*Extracted information*.
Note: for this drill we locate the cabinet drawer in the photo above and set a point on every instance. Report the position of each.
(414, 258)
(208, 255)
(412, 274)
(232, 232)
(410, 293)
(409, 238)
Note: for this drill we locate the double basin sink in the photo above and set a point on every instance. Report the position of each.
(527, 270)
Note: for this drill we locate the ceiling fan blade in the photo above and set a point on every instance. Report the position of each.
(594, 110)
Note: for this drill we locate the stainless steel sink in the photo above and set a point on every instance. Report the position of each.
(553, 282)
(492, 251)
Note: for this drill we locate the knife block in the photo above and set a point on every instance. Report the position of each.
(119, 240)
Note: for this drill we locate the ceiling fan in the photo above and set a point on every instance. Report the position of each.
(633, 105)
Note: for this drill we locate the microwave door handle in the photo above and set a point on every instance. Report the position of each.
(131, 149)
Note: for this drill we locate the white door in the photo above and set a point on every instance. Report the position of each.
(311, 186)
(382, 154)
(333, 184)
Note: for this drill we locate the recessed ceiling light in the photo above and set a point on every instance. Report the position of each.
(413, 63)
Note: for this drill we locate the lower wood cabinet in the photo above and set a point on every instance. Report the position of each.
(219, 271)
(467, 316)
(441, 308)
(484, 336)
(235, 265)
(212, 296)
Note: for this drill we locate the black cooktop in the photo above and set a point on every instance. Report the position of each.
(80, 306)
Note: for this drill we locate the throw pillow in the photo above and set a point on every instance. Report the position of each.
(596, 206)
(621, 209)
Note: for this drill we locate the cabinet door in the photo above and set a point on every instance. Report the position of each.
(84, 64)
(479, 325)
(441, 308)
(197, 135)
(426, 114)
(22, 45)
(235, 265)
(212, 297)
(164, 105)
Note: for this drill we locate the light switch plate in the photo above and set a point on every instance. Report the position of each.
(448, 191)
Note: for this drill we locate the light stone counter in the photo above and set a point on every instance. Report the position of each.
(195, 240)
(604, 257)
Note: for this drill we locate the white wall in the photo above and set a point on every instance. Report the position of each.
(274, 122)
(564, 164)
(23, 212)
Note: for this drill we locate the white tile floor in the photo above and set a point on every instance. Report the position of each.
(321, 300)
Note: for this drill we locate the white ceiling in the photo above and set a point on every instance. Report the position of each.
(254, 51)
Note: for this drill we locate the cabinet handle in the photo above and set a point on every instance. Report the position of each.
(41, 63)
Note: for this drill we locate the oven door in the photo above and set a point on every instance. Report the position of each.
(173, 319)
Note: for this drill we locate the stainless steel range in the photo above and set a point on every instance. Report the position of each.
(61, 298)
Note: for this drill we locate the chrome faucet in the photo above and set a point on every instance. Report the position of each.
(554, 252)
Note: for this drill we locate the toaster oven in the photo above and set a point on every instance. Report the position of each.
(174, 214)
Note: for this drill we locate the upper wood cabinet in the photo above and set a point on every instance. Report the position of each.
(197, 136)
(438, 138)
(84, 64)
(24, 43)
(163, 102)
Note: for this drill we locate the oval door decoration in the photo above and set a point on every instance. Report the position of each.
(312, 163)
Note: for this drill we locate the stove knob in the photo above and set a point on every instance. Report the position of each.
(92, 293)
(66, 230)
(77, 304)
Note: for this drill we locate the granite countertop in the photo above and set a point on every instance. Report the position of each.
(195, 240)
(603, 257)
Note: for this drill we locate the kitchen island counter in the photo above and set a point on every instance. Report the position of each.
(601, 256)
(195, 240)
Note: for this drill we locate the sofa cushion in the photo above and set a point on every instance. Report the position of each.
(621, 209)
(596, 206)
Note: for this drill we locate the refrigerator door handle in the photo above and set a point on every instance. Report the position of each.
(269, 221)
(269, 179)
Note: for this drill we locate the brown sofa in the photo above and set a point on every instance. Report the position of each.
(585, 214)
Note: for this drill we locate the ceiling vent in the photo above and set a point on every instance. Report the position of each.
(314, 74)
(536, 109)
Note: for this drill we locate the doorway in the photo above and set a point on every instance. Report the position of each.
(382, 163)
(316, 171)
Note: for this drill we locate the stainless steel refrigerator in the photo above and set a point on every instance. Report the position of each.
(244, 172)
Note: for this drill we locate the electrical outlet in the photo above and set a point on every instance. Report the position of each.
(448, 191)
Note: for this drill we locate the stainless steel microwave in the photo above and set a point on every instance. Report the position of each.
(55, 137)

---

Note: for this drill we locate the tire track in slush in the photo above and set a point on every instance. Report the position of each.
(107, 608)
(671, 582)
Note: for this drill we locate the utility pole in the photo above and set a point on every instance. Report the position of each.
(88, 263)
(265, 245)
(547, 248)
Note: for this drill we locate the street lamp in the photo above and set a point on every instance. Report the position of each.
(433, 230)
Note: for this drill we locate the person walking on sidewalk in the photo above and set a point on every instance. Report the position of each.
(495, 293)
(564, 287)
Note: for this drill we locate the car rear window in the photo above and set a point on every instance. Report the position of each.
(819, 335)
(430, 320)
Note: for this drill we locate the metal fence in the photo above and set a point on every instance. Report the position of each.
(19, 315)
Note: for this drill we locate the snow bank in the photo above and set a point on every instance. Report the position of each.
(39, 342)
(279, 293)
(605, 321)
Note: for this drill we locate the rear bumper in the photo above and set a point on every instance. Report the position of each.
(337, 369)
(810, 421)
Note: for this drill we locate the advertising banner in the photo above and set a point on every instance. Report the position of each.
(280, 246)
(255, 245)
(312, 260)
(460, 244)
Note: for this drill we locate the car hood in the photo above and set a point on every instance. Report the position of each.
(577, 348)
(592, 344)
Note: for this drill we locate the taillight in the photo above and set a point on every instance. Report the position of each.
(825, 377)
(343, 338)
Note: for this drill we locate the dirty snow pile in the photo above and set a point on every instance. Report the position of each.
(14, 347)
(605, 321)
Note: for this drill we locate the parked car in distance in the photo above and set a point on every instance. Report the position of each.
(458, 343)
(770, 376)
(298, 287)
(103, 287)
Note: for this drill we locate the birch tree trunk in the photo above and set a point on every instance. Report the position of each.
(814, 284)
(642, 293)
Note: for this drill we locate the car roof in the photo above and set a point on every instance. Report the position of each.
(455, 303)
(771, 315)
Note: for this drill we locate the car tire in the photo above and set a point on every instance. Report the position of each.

*What you will do*. Rewrite the material as a numbered list, starting at the line that contains "Note: for this drill we locate the dirty" and ending at the line that contains "Note: for this drill we locate the car tire", with both of those lines included. Leave out any blank lines.

*Response to the exercise*.
1. Note: for this drill we locate the dirty snow pile in the photo above and set a point on every instance. Report the position of each.
2. (14, 347)
3. (605, 321)
4. Note: for this drill we locate the parked car in distance in the photo above and set a point on every instance. Report the position of each.
5. (458, 343)
6. (770, 376)
7. (298, 287)
8. (103, 287)
9. Note: for this drill we locate the birch tree trunk in the photo above and set a point on every instance. Report the position of each.
10. (814, 284)
11. (642, 293)
12. Note: for this drill we locate the car roof in the photo above and set a point on every instance. Report the position of each.
13. (455, 303)
14. (771, 315)
15. Note: for this drill we locate the car tire in the photo above and set a point on every instance. Report the position of each.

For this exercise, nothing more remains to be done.